Raw records:

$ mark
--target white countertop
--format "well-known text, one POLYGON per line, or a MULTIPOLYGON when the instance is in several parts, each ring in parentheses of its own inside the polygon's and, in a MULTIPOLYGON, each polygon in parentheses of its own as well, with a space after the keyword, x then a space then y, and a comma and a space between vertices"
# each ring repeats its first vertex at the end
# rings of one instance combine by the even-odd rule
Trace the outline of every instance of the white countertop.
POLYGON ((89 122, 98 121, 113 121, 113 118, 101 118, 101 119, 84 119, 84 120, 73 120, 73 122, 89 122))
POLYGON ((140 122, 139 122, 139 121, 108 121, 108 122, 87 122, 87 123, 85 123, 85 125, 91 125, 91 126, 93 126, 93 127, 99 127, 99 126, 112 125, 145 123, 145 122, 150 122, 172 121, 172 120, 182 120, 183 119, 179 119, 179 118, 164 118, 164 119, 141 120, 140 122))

Written request: Return every line of the items above unchanged, character for character.

Finished exercise:
$ mark
--target white countertop
--format "well-known text, one POLYGON per line, or a MULTIPOLYGON when the instance is in several parts, each ring in parentheses of its own inside the polygon's and, in a MULTIPOLYGON, each polygon in parentheses of its own as well, with a space after the keyword, x then a space then y, and a comma and a space between vertices"
# each ring repeats its first vertex at the end
# rings of one instance combine by the even-odd rule
Trace the outline of every instance of the white countertop.
POLYGON ((89 122, 98 121, 113 121, 113 118, 101 118, 101 119, 84 119, 84 120, 73 120, 73 122, 89 122))
POLYGON ((140 122, 139 122, 139 121, 108 121, 108 122, 87 122, 87 123, 85 123, 85 125, 91 125, 91 126, 93 126, 93 127, 99 127, 99 126, 112 125, 145 123, 145 122, 150 122, 172 121, 172 120, 182 120, 183 119, 179 119, 179 118, 164 118, 164 119, 141 120, 140 122))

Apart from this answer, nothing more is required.